EXERCISE DETAILS –
Recast every line of the material below as a numbered list, skipping blank lines and leaving out the pictures.

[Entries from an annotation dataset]
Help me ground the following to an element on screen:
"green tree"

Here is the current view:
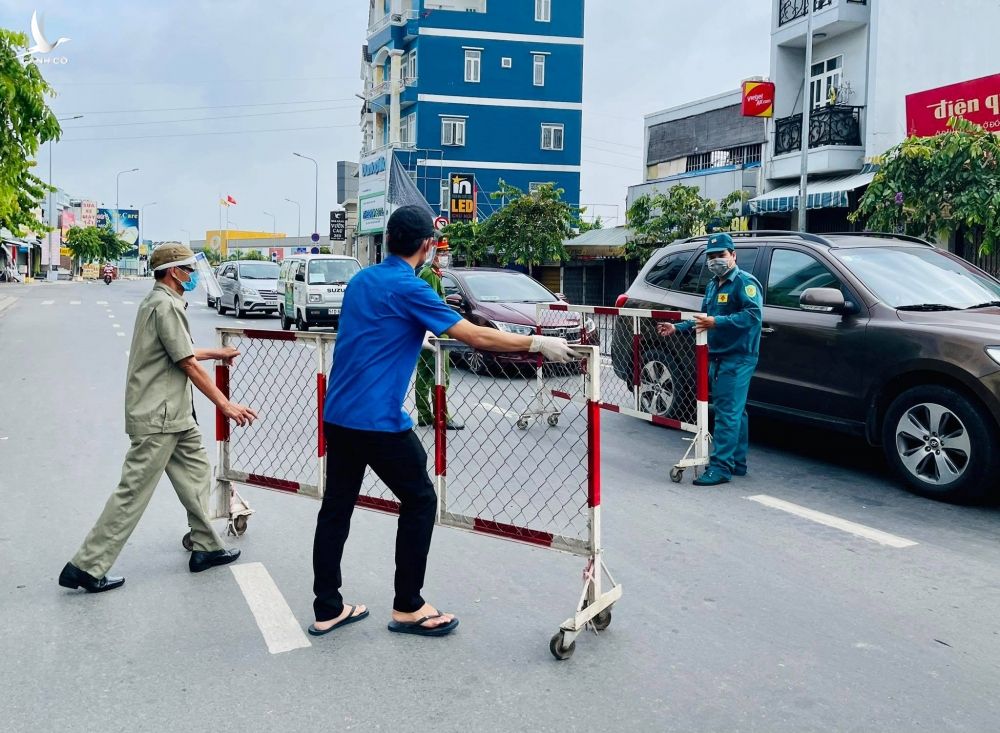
[851,119,1000,254]
[441,221,486,267]
[0,28,61,236]
[479,181,573,268]
[625,186,746,262]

FULL OUTPUT –
1. Help me ground the following to an element on screen:
2. "green tree"
3. Here is the current view:
4. [851,119,1000,254]
5. [441,221,486,267]
6. [0,28,61,236]
7. [479,181,573,268]
8. [625,186,746,262]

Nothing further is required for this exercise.